━━━ Data records

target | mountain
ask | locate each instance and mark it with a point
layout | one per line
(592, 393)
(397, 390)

━━━━━━

**What is required**
Please write out, exactly as they appear, the lines from the one containing "ask | locate" through the last line of the records above, and nothing more.

**Solved problem**
ask | locate each instance and mark it with a point
layout | one per line
(592, 393)
(397, 390)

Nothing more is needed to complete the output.